[START OF Passage to read]
Cultural / Physical Control

MANURE MANAGEMENT: In the summer, the fly life-cycle takes about two weeks: one week for the larvae to develop and one week to pupate before emerging as new adults. Weekly removal and spreading of manure disrupts the fly life-cycle, preventing new adults from emerging in and around the barn. Removing the manure also helps the parasitic wasps, which find fly pupae more easily if the depth of the manure is relatively shallow.
Cleaned Areas:
Areas that are cleaned daily or weekly need a minimum number of parasites to patrol the corners and pockets of manure.
Moisture control through good drainage and aeration, will reduce the number of eggs that each fly lays, thereby requiring fewer fly parasites for the same area.

OTHER BREEDING SITES: Calf bedding and wet edges. Any accumulation of wet feed or bedding is a potential fly breeding site if it is allowed to accumulate for more than a week. Calf bedding may be the most important site to place fly parasites. It is important to place fly parasites inside calf hutches because it is unlikely that they will find the front entrance of the hutch quickly enough to kill the first generation of fly pupae.
Wet areas around water troughs and moist areas along the edges of spilled feed or manure piles are also prime sites for growing fly maggots.
Traps. Sticky paper, tapes, or ribbons and bait traps will help reduce the adults fly population without hurting the natural enemies.
[END OF Passage to read]
[START OF Items]
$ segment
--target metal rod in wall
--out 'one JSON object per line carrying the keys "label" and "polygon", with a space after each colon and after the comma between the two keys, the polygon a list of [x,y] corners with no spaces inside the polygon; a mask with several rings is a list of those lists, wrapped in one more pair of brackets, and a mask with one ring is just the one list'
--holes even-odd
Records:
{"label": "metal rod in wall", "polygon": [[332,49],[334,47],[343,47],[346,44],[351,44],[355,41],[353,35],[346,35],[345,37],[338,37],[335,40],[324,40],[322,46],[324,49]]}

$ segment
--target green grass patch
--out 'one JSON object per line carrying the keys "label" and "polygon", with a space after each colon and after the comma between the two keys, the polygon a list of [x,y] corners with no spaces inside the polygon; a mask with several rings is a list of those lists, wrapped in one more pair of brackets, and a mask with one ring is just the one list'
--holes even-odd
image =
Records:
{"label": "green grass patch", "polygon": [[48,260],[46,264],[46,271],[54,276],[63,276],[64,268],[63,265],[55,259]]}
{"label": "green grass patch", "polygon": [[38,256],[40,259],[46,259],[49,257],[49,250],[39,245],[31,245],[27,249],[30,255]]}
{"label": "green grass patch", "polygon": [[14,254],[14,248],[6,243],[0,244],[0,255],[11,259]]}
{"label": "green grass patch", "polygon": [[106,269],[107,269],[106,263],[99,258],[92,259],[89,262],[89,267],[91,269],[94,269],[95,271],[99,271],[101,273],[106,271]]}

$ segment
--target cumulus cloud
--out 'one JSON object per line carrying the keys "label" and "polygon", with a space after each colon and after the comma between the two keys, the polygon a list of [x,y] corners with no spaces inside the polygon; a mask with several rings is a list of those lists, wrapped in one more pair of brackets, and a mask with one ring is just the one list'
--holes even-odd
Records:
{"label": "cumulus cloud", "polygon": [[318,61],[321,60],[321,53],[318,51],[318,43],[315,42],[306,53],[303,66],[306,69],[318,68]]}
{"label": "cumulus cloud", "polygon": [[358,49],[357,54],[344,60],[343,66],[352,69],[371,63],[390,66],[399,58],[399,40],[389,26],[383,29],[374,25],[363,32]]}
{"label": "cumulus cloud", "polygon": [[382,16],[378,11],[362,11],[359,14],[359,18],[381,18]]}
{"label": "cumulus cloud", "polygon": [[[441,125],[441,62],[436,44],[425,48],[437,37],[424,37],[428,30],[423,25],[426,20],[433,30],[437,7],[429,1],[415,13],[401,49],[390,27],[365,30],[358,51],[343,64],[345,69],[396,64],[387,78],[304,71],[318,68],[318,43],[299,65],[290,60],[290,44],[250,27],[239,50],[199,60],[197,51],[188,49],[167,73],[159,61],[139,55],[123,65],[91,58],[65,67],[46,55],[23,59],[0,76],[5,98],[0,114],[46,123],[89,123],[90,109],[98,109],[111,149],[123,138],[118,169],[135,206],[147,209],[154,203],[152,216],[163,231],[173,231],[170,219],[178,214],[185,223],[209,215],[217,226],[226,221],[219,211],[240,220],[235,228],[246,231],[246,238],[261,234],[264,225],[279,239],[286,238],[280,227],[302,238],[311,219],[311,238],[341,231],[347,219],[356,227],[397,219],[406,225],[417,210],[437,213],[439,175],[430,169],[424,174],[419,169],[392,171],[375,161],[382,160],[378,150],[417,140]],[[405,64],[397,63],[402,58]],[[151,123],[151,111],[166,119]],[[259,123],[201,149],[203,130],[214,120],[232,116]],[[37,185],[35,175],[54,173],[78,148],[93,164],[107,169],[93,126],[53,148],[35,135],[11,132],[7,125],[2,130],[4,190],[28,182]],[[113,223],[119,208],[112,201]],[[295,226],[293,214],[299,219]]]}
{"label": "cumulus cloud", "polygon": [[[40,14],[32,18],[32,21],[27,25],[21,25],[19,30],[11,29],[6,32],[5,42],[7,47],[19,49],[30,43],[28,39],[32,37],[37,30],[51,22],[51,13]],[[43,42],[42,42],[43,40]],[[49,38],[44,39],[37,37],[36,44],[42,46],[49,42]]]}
[END OF Items]
## Brief
In the fly control guide:
(a) How long does the fly life-cycle take in the summer?
(b) Inside what should fly parasites be placed so they can kill the first generation of fly pupae?
(c) What items will help reduce the adult fly population without hurting the natural enemies?
Answer from the fly control guide alone.

## Output below
(a) About two weeks.
(b) Calf hutches.
(c) Sticky paper, tapes, or ribbons and bait traps.